1



                                 UNITED STATES
                       SECURITIES AND EXCHANGE COMMISSION
                             Washington, D.C. 20549




                                    FORM 8-K



                                 CURRENT REPORT


     Pursuant to Section 13 or 15(d) of the Securities Exchange Act of 1934



        Date of Report (date of earliest event reported): April 14, 1999



                                STERICYCLE, INC.
             (Exact name of registrant as specified in its charter)



      Delaware                   0-21229                 36-3640402
(State or other juris-      (Commission file           (IRS employer
diction of incorporation)        number)            identification number)



                            28161 North Keith Drive
                          Lake Forest, Illinois 60045
                    (Address of principal executive offices)



      Registrant's telephone number, including area code:  (847) 367-5910



   2


     ITEM 2. Acquisition or Disposition of Assets

     On April 14, 1999, Stericycle, Inc. (the "Company") entered into agreements
with Allied Waste Industries, Inc. ("Allied") pursuant to which the Company will
acquire all of the medical waste management operations of Browning-Ferris
Industries, Inc. ("BFI") in the United States, Canada and Puerto Rico, and, in
addition, all of Allied's medical waste management operations, for $440 million
in cash. Allied is in the process of acquiring BFI in a $9.1 billion merger.

     The Company's acquisition of BFI's and Allied's medical waste management
operations is contingent upon Allied's completion of its acquisition of BFI, and
is expected to close concurrently with or shortly following the closing of
Allied's acquisition. The Company's acquisition is also subject to a number of
other conditions, including, among these conditions, regulatory clearance and
receipt of the financing necessary to complete the acquisition.

     Copies of the stock purchase and asset purchase agreements between the
Company and Allied are filed as exhibits to this Report. A copy of the joint
press release by the Company and Allied announcing the transaction on April 15,
1999 is also filed as exhibit to this Report.

     The source of funds for the Company's acquisition has not yet been
determined. There is no material relationship between the Company (or any
officer, director or affiliate of the Company or any associate of any such
officer or director) and Allied. The Company intends to use the assets acquired
in the conduct of the Company's own medical waste management operations.

     ITEM 7. Financial Statements and Exhibits

     (a) Financial Statements of Business Acquired

     It is impracticable at present to file any of the financial statements for
the business to be acquired that are required to be filed for the periods
specified in Rule 3-05 of Regulation S-X (17 C.F.R. 210.3-05(b)). The Company
intends to file these financial statements by an amended Report on Form 8-K/A as
soon as practicable.

     (b) Pro Forma Financial Information

     It is impracticable at present to file any of the pro forma financial
information that is required to be filed pursuant to Article 11 of Regulation
S-X. The Company intends to file this financial information by an amended Report
on Form 8-K/A as soon as practicable.

     (c) Exhibits

     The following exhibits are filed with this Report:

                                       2
   3


EXHIBIT NO.                DESCRIPTION

  2.1            Stock Purchase Agreement, dated as of April 14, 1999,
                 between Allied Waste Industries, Inc. and Stericycle, Inc.

**Data for analysis**
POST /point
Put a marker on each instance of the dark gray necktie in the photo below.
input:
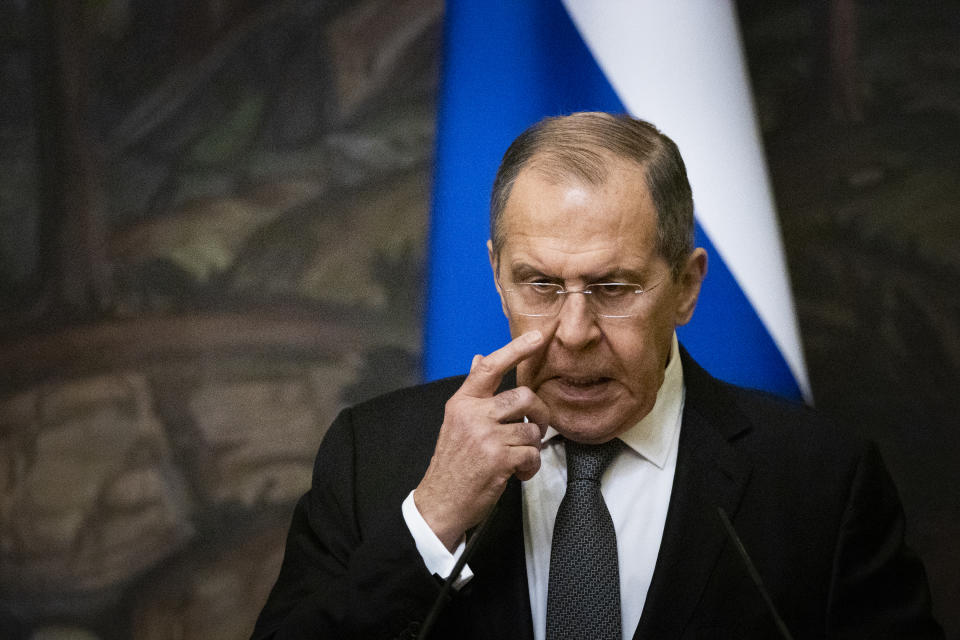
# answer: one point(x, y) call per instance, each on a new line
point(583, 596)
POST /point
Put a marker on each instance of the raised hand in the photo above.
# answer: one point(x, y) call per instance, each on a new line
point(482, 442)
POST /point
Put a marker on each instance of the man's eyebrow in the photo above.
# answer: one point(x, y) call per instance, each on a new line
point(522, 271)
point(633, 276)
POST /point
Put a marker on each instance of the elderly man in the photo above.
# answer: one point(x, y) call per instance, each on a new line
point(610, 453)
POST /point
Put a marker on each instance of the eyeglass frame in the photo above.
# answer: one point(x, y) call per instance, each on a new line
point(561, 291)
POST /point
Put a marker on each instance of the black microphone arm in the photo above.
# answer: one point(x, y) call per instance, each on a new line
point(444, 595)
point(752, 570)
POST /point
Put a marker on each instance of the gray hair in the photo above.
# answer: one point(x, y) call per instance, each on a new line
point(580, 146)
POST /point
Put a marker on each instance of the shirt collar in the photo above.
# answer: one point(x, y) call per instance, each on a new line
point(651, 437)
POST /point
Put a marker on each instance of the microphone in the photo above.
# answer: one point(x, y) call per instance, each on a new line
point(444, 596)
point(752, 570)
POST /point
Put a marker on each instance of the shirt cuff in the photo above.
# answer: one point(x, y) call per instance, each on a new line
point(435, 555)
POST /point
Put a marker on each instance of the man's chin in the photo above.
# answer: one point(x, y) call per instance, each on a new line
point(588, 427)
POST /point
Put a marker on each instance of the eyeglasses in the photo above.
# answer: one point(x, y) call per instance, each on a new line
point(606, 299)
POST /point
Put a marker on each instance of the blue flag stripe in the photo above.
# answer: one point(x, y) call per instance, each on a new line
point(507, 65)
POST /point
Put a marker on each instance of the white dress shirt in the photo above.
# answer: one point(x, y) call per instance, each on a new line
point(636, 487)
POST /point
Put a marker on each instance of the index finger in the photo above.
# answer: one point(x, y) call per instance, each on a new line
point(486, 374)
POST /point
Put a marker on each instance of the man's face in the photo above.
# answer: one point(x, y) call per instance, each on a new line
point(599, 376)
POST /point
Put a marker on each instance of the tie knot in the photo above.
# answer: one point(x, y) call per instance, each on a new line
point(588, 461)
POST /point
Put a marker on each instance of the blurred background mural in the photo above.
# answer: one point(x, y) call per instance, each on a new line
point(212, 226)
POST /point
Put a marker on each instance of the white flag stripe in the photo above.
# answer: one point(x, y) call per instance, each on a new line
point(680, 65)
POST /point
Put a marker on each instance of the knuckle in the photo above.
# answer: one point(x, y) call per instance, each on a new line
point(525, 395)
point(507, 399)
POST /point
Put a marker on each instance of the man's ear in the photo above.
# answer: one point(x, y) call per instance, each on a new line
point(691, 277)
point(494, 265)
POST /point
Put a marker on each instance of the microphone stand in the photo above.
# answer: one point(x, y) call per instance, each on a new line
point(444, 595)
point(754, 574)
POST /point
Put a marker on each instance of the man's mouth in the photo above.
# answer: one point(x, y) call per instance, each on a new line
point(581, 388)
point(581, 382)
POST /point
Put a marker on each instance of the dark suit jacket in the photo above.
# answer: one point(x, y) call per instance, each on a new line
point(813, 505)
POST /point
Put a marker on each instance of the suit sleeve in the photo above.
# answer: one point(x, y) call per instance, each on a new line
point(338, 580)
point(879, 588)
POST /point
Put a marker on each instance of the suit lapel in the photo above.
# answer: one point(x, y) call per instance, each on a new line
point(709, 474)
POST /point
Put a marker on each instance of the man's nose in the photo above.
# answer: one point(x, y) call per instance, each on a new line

**Brief A**
According to the Stericycle Form 8-K, how much cash will Stericycle pay for the medical waste management operations it is acquiring from Allied?
**Brief B**
Pick up the Stericycle Form 8-K after its last line and continue it.

**Final answer A**
$440 million

**Final answer B**
  2.2            Asset Purchase Agreement, dated as of April 14, 1999,
                 between Allied Waste Industries, Inc. and Stericycle, Inc.

  99             Press release dated April 15, 1999 issued by Stericycle,
                 Inc. and Allied Waste Industries, Inc.

     Exhibit 2.1 omits Exhibits A ("Scope of Audit of Medical Waste
Operations"), B ("First Rights Agreement") and C ("Transition Agreement") and
Schedules 6.1 ("Conduct of the Business by the Company Pending Closing") and
6.5(e) ("Executives"); Exhibit 2.2 omits Exhibits A ("First Rights Agreement")
and B ("Transition Agreement") and Schedules 6.1 ("Conduct of the Business by
the Company Pending Closing") and 6.5(e) ("Executives"). In accordance with Item
601(b)(2) of Regulation S-K (17 C.F.R. 229.601(b)(2)), the Company agrees to
furnish supplementally a copy of any omitted exhibit or schedule to the
Commission upon its request.

                                       3
   4

                                   SIGNATURE


     Pursuant to the requirements of the Securities Exchange Act of 1934, the
registrant has duly caused this report to be signed on its behalf by the
undersigned hereunto duly authorized.

     Date:   April 23, 1999.


                                   STERICYCLE,  INC.



                                   By /s/ Richard T. Kogler
                                     ----------------------------------------
                                       Richard T. Kogler
                                       Chief Operating Officer

                                       4
   5

                                 EXHIBIT INDEX


                                                                    SEQUENTIALLY
                                                                      NUMBERED
EXHIBIT  DESCRIPTION                                                    PAGE
- -------  -----------                                                ------------
  2.1    Stock Purchase Agreement, dated as of April 14, 1999,
         between Allied Waste Industries, Inc. and Stericycle,
         Inc......................................................
  2.2    Asset Purchase Agreement, dated as of April 14, 1999,
         between  Allied Waste Industries, Inc. and Stericycle,
         Inc......................................................
  99     Press release dated April 15, 1999 issued by Stericycle,
         Inc. and Allied Waste Industries, Inc....................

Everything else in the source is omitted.